→ EXERCISE OBJECTIVE
Each entry should be written out once more, exactly as given below.

(Stored data entries)
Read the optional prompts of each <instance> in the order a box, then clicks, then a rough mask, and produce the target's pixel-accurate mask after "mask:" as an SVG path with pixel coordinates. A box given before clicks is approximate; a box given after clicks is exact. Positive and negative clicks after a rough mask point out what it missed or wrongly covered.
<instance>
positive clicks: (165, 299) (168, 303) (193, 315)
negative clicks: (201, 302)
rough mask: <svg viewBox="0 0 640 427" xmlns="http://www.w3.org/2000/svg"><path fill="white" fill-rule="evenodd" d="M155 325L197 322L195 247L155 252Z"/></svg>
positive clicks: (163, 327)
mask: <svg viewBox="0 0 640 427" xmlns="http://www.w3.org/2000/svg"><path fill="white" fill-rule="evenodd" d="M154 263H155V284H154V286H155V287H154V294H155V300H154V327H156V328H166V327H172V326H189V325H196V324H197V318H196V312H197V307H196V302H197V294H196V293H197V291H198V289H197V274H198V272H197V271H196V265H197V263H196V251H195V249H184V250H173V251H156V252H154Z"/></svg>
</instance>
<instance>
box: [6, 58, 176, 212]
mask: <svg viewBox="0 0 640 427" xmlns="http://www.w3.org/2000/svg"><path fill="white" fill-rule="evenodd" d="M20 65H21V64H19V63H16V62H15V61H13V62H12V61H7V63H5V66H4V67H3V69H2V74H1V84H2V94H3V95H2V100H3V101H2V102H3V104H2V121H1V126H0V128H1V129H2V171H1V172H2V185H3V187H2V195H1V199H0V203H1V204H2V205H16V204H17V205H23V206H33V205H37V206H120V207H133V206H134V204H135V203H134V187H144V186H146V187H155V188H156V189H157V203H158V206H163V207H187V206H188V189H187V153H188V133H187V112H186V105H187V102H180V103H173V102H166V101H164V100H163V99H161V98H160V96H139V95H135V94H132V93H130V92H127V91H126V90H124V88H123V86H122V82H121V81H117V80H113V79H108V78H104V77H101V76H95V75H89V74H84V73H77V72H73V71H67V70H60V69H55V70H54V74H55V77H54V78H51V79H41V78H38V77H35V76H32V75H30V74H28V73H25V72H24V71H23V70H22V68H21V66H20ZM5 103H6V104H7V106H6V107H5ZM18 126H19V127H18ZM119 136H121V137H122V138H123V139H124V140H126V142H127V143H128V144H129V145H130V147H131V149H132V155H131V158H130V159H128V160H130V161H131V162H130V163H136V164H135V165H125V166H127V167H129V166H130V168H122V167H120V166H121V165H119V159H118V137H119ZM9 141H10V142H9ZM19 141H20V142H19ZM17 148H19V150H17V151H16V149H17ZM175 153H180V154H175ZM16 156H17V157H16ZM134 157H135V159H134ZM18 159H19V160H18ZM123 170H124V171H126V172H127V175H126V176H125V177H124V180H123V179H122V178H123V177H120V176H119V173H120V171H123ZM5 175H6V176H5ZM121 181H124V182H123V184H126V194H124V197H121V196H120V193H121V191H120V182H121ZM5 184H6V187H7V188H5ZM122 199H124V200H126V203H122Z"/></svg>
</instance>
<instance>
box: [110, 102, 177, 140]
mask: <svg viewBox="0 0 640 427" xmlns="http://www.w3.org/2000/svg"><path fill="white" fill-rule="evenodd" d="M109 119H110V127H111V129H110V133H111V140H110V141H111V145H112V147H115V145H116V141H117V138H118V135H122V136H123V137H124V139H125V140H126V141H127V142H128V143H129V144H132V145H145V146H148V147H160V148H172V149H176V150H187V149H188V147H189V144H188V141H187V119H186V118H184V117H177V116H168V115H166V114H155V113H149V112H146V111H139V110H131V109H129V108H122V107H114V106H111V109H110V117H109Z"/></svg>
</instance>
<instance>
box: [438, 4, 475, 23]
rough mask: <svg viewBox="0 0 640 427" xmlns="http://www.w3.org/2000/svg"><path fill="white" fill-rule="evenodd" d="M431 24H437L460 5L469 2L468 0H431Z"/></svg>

→ PROBLEM SOLUTION
Read the optional prompts of each <instance> in the order a box, then clicks, then a rough mask, and produce the target's pixel-accurate mask after "mask:" as an SVG path with pixel coordinates. A box given before clicks is approximate; a box given after clicks is exact. Positive and negative clicks after a rough mask point out what it missed or wrongly covered.
<instance>
positive clicks: (165, 299) (168, 303) (193, 315)
negative clicks: (201, 302)
rough mask: <svg viewBox="0 0 640 427" xmlns="http://www.w3.org/2000/svg"><path fill="white" fill-rule="evenodd" d="M155 325L197 322L195 247L155 252Z"/></svg>
positive clicks: (163, 327)
mask: <svg viewBox="0 0 640 427" xmlns="http://www.w3.org/2000/svg"><path fill="white" fill-rule="evenodd" d="M154 263H155V284H154V286H155V287H154V294H155V300H154V327H156V328H166V327H172V326H189V325H196V324H197V318H196V312H197V307H196V302H197V294H196V293H197V291H198V289H197V274H198V272H197V271H196V265H197V263H196V251H195V249H184V250H173V251H156V252H154Z"/></svg>
</instance>
<instance>
box: [6, 58, 176, 212]
mask: <svg viewBox="0 0 640 427" xmlns="http://www.w3.org/2000/svg"><path fill="white" fill-rule="evenodd" d="M20 65H21V64H19V63H16V62H15V61H13V62H12V61H7V63H5V66H4V67H3V69H2V74H1V84H2V94H3V95H2V100H3V101H2V102H3V104H2V121H1V126H0V128H1V129H2V171H1V172H2V185H3V187H2V195H1V199H0V203H1V204H2V205H16V204H17V205H23V206H33V205H37V206H120V207H133V206H134V204H135V203H134V187H144V186H146V187H155V188H156V189H157V203H158V206H163V207H187V206H188V189H187V153H188V133H187V112H186V105H187V102H180V103H173V102H166V101H164V100H163V99H161V98H160V96H139V95H135V94H132V93H130V92H127V91H126V90H124V88H123V86H122V82H121V81H117V80H113V79H108V78H104V77H101V76H95V75H89V74H84V73H77V72H73V71H67V70H60V69H55V70H54V74H55V77H54V78H51V79H41V78H38V77H35V76H32V75H30V74H28V73H25V72H24V71H23V70H22V68H21V66H20ZM5 103H6V104H7V106H6V107H5ZM18 126H19V127H18ZM119 136H121V137H122V138H123V139H124V140H126V142H127V143H128V144H129V145H130V147H131V149H132V155H131V158H130V159H128V160H130V161H131V162H130V163H136V164H135V165H125V166H127V167H129V166H130V168H122V167H120V166H121V165H119V159H118V137H119ZM9 141H10V142H9ZM19 141H20V142H19ZM17 148H19V150H17V151H16V149H17ZM175 153H180V154H175ZM16 156H17V157H16ZM134 157H135V159H134ZM18 159H19V160H18ZM123 170H124V171H126V172H127V175H126V176H125V177H124V180H123V179H122V178H123V177H120V176H119V173H120V171H123ZM5 175H6V176H5ZM121 181H124V182H123V184H126V194H124V197H121V196H120V193H121V191H120V182H121ZM5 184H6V187H7V188H5ZM122 199H124V200H126V203H122Z"/></svg>
</instance>
<instance>
box: [110, 102, 177, 140]
mask: <svg viewBox="0 0 640 427" xmlns="http://www.w3.org/2000/svg"><path fill="white" fill-rule="evenodd" d="M109 119H110V127H111V129H110V133H111V140H110V141H111V145H112V147H115V145H116V141H117V138H118V135H122V136H123V137H124V139H125V140H126V141H127V142H128V143H129V144H132V145H145V146H148V147H160V148H172V149H176V150H187V149H188V147H189V144H188V141H187V119H186V118H184V117H177V116H168V115H166V114H155V113H149V112H146V111H139V110H131V109H129V108H122V107H114V106H111V109H110V117H109Z"/></svg>
</instance>
<instance>
box: [438, 4, 475, 23]
rough mask: <svg viewBox="0 0 640 427" xmlns="http://www.w3.org/2000/svg"><path fill="white" fill-rule="evenodd" d="M431 24H437L460 5L469 2L468 0H431Z"/></svg>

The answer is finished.